> _Quoted passage_:
━━━
The Sun (2005) is the first film by Aleksander Sokurov that ever made me laugh, and its subtle, whimsical curiosity about the Japanese emperor Hirohito at the end of World War II reminded me of Roberto Rossellini’s curiosity about the title hero of The Rise of Louis XIV (1966). Visually, this is a stunner, though that’s nothing new for Sokurov.

Ten Skies is one of the three features by the masterful experimental filmmaker James Benning that’s been circulating lately, but the only one that made it to Chicago. (The other two—13 Lakes and a shot-by-shot remake of Benning’s 1977 One Way Boogie Woogie, using the same people and locations—have already turned up on European TV, and I haven’t yet seen them.) Ten Skies is exactly what the title says; each shot is 10 minutes long and endlessly fascinating.

Three Times (2005). I’ll need to look at Hou Hsiao-hsien’s latest feature a second time before I can begin to sort out most of what it’s doing. But its three dissimilar parts already look like a grand summary of his best work as well as a fascinating “remake” of his Taiwanese trilogy (City of Sadness, The Puppetmaster, and Good Men, Good Women). It confirms the impression fostered by his previous film, Café Lumière, that he’s finally emerged from the sterile doldrums of Millennium Mambo (2001).

Tropical Malady. Each of Apichatpong Weerasethakul’s three Thai features to date are remarkable, beautiful, and wholly unlike the other two. This one is a gripping piece of magical realism, and a gay love story that puts Brokeback Mountain and its tortured characters (despite a fine performance by Heath Ledger) to shame.

Michael Almereyda’s William Eggleston in the Real World juxtaposes the master photographer’s mistrust of words with Almereyda’s special way with words—creating a tension that reminds me of Walker Evans’ photographs bouncing off of James Agee’s prose (and vice versa) in Let Us Now Praise Famous Men.

Jia Zhangke’s The World, my favorite on this list, focuses on the alienation of workers in a kitsch theme park outside Beijing and the fantasies of liberation entertained by one of them, a showgirl (Tao Zhao, stupendous). I had a chance to encapsulate what I love about this film when Ron Mann invited me to narrate the Canadian trailer (www.filmswelike.com/pages/world_trailer.html), also included on the new U.S. DVD of the film released by Zeitgeist. I see it as the best global newspaper handy at the moment.
━━━
> _Dataset excerpts_:
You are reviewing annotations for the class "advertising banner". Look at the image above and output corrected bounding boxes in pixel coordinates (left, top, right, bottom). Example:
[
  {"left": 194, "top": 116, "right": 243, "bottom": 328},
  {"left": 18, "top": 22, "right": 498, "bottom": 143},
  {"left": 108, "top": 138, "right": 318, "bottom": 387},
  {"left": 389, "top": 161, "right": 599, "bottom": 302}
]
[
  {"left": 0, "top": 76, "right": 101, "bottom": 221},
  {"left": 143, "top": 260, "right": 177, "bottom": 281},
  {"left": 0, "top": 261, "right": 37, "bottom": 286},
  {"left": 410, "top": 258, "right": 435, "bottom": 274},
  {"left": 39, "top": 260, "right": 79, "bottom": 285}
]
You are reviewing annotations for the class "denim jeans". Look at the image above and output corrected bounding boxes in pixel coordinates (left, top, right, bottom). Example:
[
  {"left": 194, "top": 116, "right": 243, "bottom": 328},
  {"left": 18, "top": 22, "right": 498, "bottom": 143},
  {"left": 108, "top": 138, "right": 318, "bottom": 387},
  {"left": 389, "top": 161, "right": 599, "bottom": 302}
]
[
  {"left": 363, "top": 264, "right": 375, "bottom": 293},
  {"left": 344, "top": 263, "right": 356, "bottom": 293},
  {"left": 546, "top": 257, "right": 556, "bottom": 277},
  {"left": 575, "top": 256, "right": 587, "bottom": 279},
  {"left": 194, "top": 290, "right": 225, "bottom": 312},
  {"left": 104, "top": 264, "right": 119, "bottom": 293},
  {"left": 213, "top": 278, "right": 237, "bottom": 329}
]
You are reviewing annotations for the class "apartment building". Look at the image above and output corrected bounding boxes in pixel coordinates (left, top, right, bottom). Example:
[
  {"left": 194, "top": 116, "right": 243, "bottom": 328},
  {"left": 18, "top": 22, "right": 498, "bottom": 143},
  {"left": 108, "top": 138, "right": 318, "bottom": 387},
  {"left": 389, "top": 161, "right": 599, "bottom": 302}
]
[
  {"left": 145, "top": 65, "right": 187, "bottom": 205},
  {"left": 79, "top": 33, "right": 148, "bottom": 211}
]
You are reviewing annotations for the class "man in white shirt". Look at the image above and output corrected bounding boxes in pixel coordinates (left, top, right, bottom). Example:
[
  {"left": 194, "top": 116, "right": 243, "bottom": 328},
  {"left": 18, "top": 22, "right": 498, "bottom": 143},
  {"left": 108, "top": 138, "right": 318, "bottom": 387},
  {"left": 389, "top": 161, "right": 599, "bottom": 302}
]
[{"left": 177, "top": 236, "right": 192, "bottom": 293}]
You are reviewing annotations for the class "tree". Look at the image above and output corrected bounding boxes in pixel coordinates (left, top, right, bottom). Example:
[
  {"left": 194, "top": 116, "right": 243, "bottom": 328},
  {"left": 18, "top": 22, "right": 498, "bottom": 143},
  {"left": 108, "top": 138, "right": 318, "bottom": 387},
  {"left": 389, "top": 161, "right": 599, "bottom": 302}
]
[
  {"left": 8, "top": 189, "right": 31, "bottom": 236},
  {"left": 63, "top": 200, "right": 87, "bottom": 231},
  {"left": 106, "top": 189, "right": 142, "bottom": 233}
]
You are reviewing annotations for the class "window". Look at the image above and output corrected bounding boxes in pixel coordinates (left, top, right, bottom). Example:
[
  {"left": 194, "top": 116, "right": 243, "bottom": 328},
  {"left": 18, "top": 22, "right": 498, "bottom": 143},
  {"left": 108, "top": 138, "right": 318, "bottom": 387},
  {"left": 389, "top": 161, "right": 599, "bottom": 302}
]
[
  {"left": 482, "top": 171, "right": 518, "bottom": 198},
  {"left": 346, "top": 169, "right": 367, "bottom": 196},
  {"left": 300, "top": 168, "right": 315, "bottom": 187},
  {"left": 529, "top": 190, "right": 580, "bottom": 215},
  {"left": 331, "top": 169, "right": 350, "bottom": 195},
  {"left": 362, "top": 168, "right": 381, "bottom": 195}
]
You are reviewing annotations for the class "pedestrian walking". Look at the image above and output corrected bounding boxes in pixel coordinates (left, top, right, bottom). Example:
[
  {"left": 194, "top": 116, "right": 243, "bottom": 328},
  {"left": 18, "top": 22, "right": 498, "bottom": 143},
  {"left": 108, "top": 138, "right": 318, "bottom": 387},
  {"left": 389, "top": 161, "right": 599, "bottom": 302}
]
━━━
> _Tasks_:
[a] What is the Spanish translation of this sentence from the film list: "Visually, this is a stunner, though that's nothing new for Sokurov."
[b] According to the film list, how long is each shot in Ten Skies?
The records were taken from a different source than the film list.

> _Answers for this exercise_:
[a] Visualmente, es una maravilla, aunque eso no es nada nuevo para Sokurov.

[b] Each shot is 10 minutes long.